━━━━━ Reading text ━━━━━

In the 7th verse, we have the first question. The Lord begins with Satan, “And the Lord said unto Satan, ‘Whence comest thou?’” (vs. 7).
How the Lord speaks is a point almost unspeakable. There are many disputes about it, I will not stay upon them: only to open this, that you may take in all Scripture of the like kind wherein the Lord is said to speak. We must know that, as in Scripture, God is said to have a mouth and a voice, alluding to man by that common figure; so likewise when the Lord speaks, we must understand it by the same figure; it is but an allusion to the manner of men. God is said to speak, as men are said to speak: but God does not speak as men speak, forming a voice by such organs or instruments of speech. But when the Lord speaks, it is either by forming and creating a voice in the air. So God is said to speak sometimes, as when Christ was baptized, there came a voice from Heaven saying, “This is my beloved son,…” etc. So John 12:28: “There came a voice from Heaven saying, ‘I have glorified thee,’” which all the people heard sounding in the air.
Secondly, God is said to speak when He manifests and declares Himself either to the spirits of men, or unto Angels who are spirits. God does speak to the spirits of men, sometimes without any forming of a voice: So the phrase is usual in the Prophets, “The word of the Lord came unto me…”, which is to be understood that the Lord did secretly reveal Himself to the spirits of His Prophets, and not by any external audible voice; it was an inward, not an outward word.
So when the Lord speaks to Spirits or Angels, be they good or evil Angels, you must not understand it of a voice formed or fashioned into audible words and syllables, but it is a manifestation or a declaration of God’s will and mind unto the Angel’s mind, good or bad as God wills. For the will of God to declare Himself to an Angel, is the speech of God to an Angel. So much as God intends of His mind should be known to the devil, is a speaking to the devil. The intention of one spirit is as plain to another spirit, as the voice of one man is to another, there is the very same proportion. So here in this place, where it is said, “The Lord said to Satan”, this was only a manifestation of God’s will, as He willed to Satan; God did manifest Himself thus far to Satan, that it was His pleasure to know of him whence he came; this will was His speech.

━━━━━

**Work instructions:**
List every passage that the text on how the Lord speaks encloses in double quotation marks, counting a quotation nested inside another as part of the outer one.

━━━━━ Given records ━━━━━

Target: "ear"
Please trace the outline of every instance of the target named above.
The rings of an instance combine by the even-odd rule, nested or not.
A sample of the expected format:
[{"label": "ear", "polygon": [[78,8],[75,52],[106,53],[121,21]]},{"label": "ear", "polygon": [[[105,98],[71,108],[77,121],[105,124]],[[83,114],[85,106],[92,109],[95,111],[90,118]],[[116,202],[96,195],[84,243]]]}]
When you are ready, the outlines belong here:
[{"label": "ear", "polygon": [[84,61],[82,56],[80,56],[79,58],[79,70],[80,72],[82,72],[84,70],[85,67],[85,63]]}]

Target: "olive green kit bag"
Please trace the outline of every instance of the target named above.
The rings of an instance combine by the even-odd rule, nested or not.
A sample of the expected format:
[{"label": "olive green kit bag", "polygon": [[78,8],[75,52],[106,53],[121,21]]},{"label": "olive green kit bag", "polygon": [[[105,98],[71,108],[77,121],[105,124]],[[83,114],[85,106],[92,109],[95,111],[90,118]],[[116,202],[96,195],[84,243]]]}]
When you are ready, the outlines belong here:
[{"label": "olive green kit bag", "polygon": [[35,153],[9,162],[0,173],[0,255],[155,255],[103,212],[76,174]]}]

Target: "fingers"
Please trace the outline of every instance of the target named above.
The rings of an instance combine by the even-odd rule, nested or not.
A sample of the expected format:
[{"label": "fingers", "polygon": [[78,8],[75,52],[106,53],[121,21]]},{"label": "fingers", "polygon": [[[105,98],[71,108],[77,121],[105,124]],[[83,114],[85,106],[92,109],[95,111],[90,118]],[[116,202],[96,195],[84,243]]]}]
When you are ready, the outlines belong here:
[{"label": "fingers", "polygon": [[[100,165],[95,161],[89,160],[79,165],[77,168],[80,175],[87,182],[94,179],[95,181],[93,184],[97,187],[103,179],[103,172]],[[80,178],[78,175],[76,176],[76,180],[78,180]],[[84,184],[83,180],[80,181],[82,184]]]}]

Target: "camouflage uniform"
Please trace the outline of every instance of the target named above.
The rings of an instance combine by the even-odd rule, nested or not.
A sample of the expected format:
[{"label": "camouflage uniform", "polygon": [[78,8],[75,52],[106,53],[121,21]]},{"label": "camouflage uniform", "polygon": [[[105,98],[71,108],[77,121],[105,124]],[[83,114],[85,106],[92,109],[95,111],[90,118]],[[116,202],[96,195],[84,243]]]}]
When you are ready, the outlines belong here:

━━━━━

**Complete answer:**
- And the Lord said unto Satan, ‘Whence comest thou?’
- This is my beloved son,…
- There came a voice from Heaven saying, ‘I have glorified thee,’
- The word of the Lord came unto me…
- The Lord said to Satan